--- start DATA IN THIS EXERCISE ---

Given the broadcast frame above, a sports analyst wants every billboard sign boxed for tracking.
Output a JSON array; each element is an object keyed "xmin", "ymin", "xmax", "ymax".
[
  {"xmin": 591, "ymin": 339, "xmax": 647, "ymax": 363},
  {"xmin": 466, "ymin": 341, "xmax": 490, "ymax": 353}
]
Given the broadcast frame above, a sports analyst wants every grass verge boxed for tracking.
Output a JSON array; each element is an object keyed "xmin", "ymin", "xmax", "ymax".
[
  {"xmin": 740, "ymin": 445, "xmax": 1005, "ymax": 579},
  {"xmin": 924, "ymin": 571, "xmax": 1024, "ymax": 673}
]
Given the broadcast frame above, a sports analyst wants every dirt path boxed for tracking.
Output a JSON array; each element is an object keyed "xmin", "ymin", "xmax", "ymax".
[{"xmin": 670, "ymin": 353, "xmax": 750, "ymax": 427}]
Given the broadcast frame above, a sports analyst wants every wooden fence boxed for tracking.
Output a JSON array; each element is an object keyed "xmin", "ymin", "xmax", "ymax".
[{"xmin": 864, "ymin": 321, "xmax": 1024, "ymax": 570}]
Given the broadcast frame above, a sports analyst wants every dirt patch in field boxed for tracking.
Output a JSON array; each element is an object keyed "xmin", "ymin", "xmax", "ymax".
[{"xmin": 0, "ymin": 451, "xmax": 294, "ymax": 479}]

--- end DATA IN THIS EXERCISE ---

Present each line of the material above as a numbered list, leaving out any blank lines.

**COMPLETE ANSWER:**
1. Given the broadcast frame above, a sports analyst wants every billboard sign boxed for tracking.
2. Output a JSON array; each element is an object keyed "xmin", "ymin", "xmax", "ymax".
3. [
4.   {"xmin": 591, "ymin": 339, "xmax": 647, "ymax": 363},
5.   {"xmin": 466, "ymin": 341, "xmax": 490, "ymax": 353}
6. ]
7. Given the broadcast frame above, a sports analyst wants every grass verge boxed for tracking.
8. Output a JSON array; each element is an object keyed "xmin", "ymin", "xmax", "ymax".
9. [
10.   {"xmin": 740, "ymin": 445, "xmax": 1005, "ymax": 579},
11.   {"xmin": 924, "ymin": 571, "xmax": 1024, "ymax": 673}
12. ]
13. Given the broadcast frame above, a sports analyst wants every dirt path boxed for tracking.
14. Output a JSON array; each element is an object keyed "xmin", "ymin", "xmax", "ymax".
15. [{"xmin": 670, "ymin": 353, "xmax": 750, "ymax": 427}]
16. Given the broadcast frame above, a sports analyst wants every wooden fence boxed for tracking.
17. Output a JSON array; each element is an object keyed "xmin", "ymin", "xmax", "ymax".
18. [{"xmin": 864, "ymin": 321, "xmax": 1024, "ymax": 570}]
19. Given the broadcast frame above, a sports analyst wants every dirt patch in field boxed for tracking.
20. Output a JSON array; each element is an object keyed "xmin", "ymin", "xmax", "ymax".
21. [{"xmin": 0, "ymin": 451, "xmax": 294, "ymax": 479}]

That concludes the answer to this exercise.